_REQUIREMENTS_
Count the rows that contain the word "flower" and give only that number.

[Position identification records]
************

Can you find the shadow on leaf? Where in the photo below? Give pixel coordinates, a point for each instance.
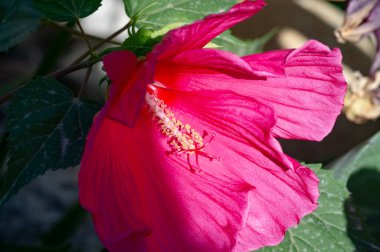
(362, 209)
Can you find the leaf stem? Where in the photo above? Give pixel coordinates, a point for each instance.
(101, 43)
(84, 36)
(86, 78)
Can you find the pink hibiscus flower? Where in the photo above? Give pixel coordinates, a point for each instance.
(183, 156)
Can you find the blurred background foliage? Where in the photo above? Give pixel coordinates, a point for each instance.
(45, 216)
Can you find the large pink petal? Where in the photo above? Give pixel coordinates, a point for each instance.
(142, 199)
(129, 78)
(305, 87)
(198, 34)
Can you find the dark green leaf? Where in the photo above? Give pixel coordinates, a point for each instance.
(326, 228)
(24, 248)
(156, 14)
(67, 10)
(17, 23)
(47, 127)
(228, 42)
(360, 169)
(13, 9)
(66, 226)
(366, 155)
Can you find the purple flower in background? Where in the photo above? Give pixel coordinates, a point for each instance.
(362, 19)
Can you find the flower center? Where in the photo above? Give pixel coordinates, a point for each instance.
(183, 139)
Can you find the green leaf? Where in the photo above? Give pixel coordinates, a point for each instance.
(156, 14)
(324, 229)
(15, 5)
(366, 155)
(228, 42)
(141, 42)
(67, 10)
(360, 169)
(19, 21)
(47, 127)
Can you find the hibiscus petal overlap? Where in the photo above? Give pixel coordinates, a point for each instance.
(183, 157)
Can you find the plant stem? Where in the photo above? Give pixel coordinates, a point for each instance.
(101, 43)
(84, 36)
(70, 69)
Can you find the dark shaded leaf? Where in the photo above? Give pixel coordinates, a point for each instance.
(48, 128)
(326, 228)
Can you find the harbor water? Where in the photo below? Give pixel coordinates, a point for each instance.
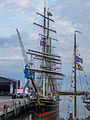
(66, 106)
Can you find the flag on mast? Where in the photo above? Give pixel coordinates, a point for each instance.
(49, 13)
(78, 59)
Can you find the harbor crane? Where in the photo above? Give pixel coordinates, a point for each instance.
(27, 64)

************

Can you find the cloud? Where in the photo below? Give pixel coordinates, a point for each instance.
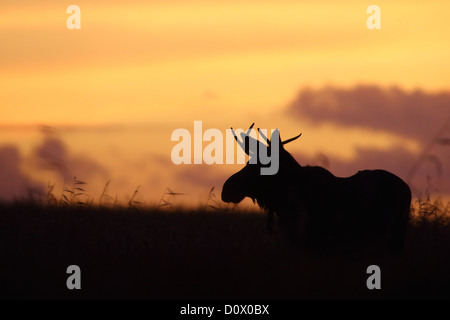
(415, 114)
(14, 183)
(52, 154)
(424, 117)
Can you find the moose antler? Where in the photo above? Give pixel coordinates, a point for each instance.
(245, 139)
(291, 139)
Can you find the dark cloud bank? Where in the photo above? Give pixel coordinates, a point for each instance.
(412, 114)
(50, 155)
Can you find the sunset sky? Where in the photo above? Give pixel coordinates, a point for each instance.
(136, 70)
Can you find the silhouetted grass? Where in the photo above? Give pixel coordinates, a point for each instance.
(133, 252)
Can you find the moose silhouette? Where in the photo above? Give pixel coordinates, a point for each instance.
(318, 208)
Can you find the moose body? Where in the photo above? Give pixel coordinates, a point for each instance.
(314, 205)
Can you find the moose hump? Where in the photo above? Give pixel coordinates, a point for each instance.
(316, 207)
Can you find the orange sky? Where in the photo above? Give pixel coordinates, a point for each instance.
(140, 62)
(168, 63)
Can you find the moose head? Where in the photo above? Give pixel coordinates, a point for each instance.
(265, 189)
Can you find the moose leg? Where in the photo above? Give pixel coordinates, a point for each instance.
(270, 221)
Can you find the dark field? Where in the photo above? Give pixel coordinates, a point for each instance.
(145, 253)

************

_FINAL RESULT_
3